● **Listed entries**:
^^^^^^^^^^^^^^^^

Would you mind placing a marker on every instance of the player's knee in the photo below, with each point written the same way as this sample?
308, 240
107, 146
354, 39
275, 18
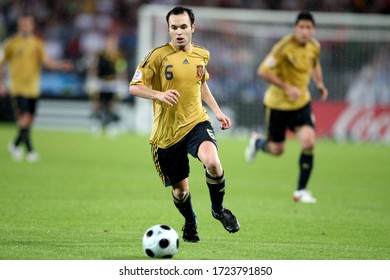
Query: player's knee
214, 168
277, 150
308, 145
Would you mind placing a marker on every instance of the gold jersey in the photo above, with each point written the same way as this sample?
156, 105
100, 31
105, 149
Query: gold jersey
165, 68
24, 57
293, 63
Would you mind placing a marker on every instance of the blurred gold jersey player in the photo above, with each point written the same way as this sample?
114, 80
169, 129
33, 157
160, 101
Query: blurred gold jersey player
174, 76
288, 69
24, 53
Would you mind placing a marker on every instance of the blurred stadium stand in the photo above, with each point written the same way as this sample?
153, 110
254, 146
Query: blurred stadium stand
75, 29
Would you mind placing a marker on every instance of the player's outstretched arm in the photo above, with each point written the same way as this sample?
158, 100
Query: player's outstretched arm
209, 99
171, 96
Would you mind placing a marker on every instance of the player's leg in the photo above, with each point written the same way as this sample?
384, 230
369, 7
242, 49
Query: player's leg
306, 136
182, 200
25, 111
172, 165
273, 140
215, 180
202, 144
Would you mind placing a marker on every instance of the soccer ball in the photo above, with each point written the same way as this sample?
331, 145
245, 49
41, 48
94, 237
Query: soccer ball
160, 241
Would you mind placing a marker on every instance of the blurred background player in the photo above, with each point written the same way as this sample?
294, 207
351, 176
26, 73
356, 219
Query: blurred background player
288, 69
24, 53
175, 77
106, 85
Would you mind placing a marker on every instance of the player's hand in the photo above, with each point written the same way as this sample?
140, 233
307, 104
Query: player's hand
171, 97
293, 92
3, 90
323, 91
224, 120
67, 66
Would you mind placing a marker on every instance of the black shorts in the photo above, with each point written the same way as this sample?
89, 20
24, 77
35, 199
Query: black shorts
172, 164
25, 105
278, 121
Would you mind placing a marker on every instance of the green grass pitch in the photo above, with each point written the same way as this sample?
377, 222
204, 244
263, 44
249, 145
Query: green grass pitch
93, 198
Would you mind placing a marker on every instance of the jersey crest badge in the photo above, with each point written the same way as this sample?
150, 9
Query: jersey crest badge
199, 71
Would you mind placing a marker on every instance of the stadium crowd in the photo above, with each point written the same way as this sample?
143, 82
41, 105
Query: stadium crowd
76, 28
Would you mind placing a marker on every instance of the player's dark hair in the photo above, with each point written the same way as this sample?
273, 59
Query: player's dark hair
305, 15
181, 10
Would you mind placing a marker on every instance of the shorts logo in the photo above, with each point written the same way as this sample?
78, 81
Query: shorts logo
137, 76
211, 133
199, 71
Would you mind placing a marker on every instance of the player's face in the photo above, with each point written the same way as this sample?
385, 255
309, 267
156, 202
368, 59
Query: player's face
180, 30
26, 25
304, 31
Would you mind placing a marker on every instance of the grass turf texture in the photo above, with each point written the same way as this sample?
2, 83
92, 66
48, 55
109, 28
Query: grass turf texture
93, 199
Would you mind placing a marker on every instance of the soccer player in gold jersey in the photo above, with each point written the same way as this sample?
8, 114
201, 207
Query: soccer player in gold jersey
24, 53
288, 68
174, 76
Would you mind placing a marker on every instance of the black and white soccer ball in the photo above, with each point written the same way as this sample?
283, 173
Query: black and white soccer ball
160, 241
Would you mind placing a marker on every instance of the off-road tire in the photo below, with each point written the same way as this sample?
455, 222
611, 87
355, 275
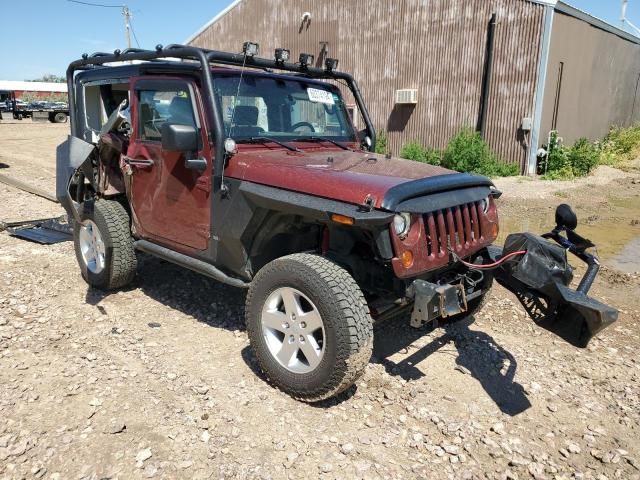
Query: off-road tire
60, 118
345, 314
120, 258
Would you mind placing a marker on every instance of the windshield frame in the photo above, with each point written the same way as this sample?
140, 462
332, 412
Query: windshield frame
343, 118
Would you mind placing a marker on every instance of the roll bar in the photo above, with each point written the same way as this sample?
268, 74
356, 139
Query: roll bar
205, 58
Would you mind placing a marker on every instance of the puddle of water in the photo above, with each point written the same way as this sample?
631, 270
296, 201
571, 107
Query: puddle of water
617, 242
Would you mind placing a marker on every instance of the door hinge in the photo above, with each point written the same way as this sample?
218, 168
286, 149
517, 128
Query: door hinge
204, 183
203, 230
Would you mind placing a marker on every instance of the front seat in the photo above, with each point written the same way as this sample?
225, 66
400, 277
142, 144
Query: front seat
181, 112
246, 121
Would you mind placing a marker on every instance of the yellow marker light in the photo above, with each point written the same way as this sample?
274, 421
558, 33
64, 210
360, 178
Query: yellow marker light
494, 229
343, 219
406, 258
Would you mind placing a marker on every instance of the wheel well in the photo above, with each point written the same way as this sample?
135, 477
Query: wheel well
352, 248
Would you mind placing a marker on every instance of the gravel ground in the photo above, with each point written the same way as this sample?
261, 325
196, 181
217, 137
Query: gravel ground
158, 381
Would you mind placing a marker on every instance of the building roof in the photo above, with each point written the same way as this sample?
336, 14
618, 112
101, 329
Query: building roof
230, 7
559, 5
572, 11
12, 85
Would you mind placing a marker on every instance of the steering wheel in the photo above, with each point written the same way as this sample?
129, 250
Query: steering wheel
295, 126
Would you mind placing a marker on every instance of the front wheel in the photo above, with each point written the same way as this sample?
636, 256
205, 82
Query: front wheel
104, 246
309, 326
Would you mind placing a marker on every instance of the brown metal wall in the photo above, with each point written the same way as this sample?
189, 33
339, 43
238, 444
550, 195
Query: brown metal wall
436, 46
599, 82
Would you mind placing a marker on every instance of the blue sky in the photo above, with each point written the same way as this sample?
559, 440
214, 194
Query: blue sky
43, 36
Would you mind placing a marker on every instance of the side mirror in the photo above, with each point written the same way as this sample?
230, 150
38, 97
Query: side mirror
566, 217
180, 138
365, 139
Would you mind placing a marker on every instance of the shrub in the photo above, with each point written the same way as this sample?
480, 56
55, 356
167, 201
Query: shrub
468, 152
415, 151
624, 141
583, 157
381, 143
565, 163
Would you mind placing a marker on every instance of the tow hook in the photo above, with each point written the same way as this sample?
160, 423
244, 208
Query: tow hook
432, 301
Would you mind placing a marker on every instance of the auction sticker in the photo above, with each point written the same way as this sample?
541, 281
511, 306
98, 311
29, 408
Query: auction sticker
320, 96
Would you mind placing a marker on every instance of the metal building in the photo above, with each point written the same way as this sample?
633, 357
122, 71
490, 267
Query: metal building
513, 69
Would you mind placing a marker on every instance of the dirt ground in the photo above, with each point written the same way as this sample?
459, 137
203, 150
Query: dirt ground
158, 380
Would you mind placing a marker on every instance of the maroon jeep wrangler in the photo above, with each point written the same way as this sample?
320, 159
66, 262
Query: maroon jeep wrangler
213, 161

^^^^^^^^^^^^^^^^

● **Work task**: Give all entries again verbatim, without any images.

● **Worked solution**:
Would you mind placing a marker on every instance of the player's knee in the photo below, with each point written the same way as this sample?
308, 240
107, 146
354, 39
275, 18
Query: player's knee
214, 168
277, 150
308, 145
Would you mind placing a marker on every instance of the gold jersey in the photo above, with each point written the same way as this sample?
156, 105
100, 31
105, 149
Query: gold jersey
165, 68
24, 57
293, 63
Would you mind placing a marker on every instance of the blurred gold jersey player in the photo above, with each point written the same way as this sample?
114, 80
169, 129
33, 157
160, 101
Query: blurred gold jersey player
174, 76
288, 69
24, 53
Would you mind placing a marker on every instance of the blurred stadium stand in the photo above, with each point written the same way as this sample?
153, 110
254, 146
Query: blurred stadium stand
75, 29
Would you mind placing a marker on every instance of the player's outstretched arm in the photo above, with each point written the same way as this sample?
158, 100
Query: player's outstretched arm
209, 99
171, 96
Would you mind placing a marker on every instance of the player's leg in the photo above, with each point written the same way as this sample?
384, 230
369, 7
242, 49
Query: player's leg
306, 136
182, 200
25, 111
172, 165
273, 140
215, 180
202, 144
Would you mind placing a marker on every instance of the soccer ball in the photo above, with each point written the same way as this sample?
331, 145
245, 49
41, 48
94, 237
Query: soccer ball
160, 241
Would you mind placing a marker on every instance of the blurred background player in the photo above, with each point written the same way as this sample?
294, 207
351, 176
26, 73
356, 219
Query: blurred background player
288, 69
24, 53
175, 77
106, 85
Would you mind placing a marker on every instance of the player's hand in the photo above, with each point written the same way as this sample?
140, 233
307, 104
Query: player's hand
171, 97
293, 92
3, 90
323, 91
224, 120
67, 66
Would you mind placing a marker on every instance of the black shorts in the photo above, with each point written the same way as this sample?
89, 20
24, 77
35, 199
Query: black shorts
172, 164
25, 105
278, 121
Would you mind placing a marker on every instance of the green grass pitch in the photo above, with each point written the same way as this sample?
377, 222
204, 244
263, 44
249, 145
Query: green grass pitch
93, 198
Would you mind placing a marker on every instance of the jersey crest badge in the photo above, with each point written the same way as this sample?
150, 9
Query: jersey crest badge
199, 71
Would you mind placing a marker on every instance of the stadium crowd in the photo above, with each point written the same way as this sample?
143, 82
41, 105
Query: stadium crowd
76, 28
Would you mind placing a marker on every instance of the player's dark hair in the photo above, with each point written the same way as this sample?
273, 59
Query: player's dark hair
305, 15
181, 10
Would you mind placing a marker on every instance of the shorts logo in the photo above, with each point written the same way as this sample?
78, 81
Query: shorts logo
137, 76
211, 133
199, 71
Would you mind placing a marker on every instance of the player's face in the photo above, with each point written the same way as this sample?
385, 255
309, 267
156, 202
368, 59
Query: player's face
180, 30
26, 25
304, 31
Would you mind placing a marker on every instance of the grass turf texture in the photo above, with each point written the same way as this sample?
2, 83
92, 66
48, 55
109, 28
Query: grass turf texture
93, 199
Would you mind placing a marker on every instance of the soccer player in gold jersey in the photo above, with each point written the same way as this sample?
8, 114
201, 207
Query: soccer player in gold jersey
24, 53
288, 68
174, 76
Would you mind placing a marker on every instance of the black and white soccer ball in the photo above, with each point written the same way as this sample?
283, 173
Query: black and white soccer ball
160, 241
Would you mind placing a marker on every instance of the off-road tire in the photo below, with each point written the same way as this sample?
455, 222
611, 87
355, 275
Query: off-road tire
60, 118
345, 314
120, 258
Would you mind placing a marker on every instance of the windshield frame in the photo above, with each point written the same way as this sample?
140, 462
332, 412
Query: windshield frame
343, 118
Would you mind placing a marker on every instance of the roll bar in the photo above, with each point written the same way as this sample?
268, 74
356, 139
Query: roll bar
205, 58
Would you mind placing a marker on every instance of the puddle of water in the photo above, with each point written the same way as this sample?
631, 270
296, 201
571, 107
Query: puddle of water
617, 242
Would you mind placing a marker on every instance of the door hinge in the photo above, with each point written the same way as this sample?
218, 168
286, 149
517, 128
Query: door hinge
204, 183
203, 230
Would you mind placing a marker on every instance of the front seat in the photo above, with each point written the same way as this sample?
225, 66
400, 277
142, 144
Query: front seat
181, 112
246, 121
Would you mind placing a marker on every instance of the yellow marker light in the photo above, with each point written the same way as this sample?
274, 421
558, 33
64, 210
360, 178
Query: yellow marker light
494, 229
343, 219
406, 258
Would you mind placing a marker on every instance of the wheel well in the photo above, with each point written the same way as this sample?
135, 477
Query: wheel well
352, 248
Would you mind placing a marker on every instance of the gravel ground in the photo above, with each point written the same way as this sample?
261, 325
196, 181
217, 137
Query: gravel ground
158, 381
Would you mind placing a marker on every instance of the building roof in the photo above, with each point written the same way as this sample?
336, 14
618, 112
101, 329
Query: building roof
230, 7
559, 5
572, 11
12, 85
Would you mind placing a marker on every instance of the steering wheel in the photo above, with each point written the same way as this sample?
129, 250
Query: steering wheel
295, 126
Would you mind placing a marker on every instance of the front wheel in the photo above, with each point written the same way as this sample?
636, 256
205, 82
Query: front wheel
104, 246
309, 326
Would you mind placing a marker on every instance of the brown metal wall in the photo above, with each point written the same way as this sample?
189, 33
339, 43
238, 444
550, 195
Query: brown metal wall
436, 46
599, 82
Would you mind placing a marker on every instance of the blue sky in the photo above, with each point written the same way as this sample?
559, 440
214, 194
Query: blue sky
43, 36
Would you mind placing a marker on every instance of the side mirror in the photo above, with each point written the same way as this sample?
230, 150
38, 97
Query: side mirror
566, 217
180, 138
365, 139
Would you mind placing a marker on every instance of the shrub in the photo above, with each point written the same way as this sample?
480, 56
55, 356
167, 201
Query: shrub
468, 152
415, 151
624, 141
583, 157
381, 143
565, 163
Would you mind placing a marker on every instance of the tow hook in the photo above, with each point written the same way as this sample?
160, 423
244, 208
Query: tow hook
432, 301
Would you mind placing a marker on every instance of the auction sticker in the photo above, with each point written the same way as this sample?
541, 281
511, 306
98, 311
29, 408
Query: auction sticker
320, 96
Would you mind placing a marker on every instance of the metal building in the photo above, with each point written the same way as this sample?
633, 357
122, 71
490, 267
Query: metal building
513, 69
Would you mind placing a marker on every instance of the dirt ground in the photo above, with each point written the same way as this sample?
459, 137
203, 150
Query: dirt ground
158, 380
Would you mind placing a marker on every instance of the maroon jeep wrangler in the photo above, with each point written the same way as this sample?
320, 159
66, 262
Query: maroon jeep wrangler
213, 161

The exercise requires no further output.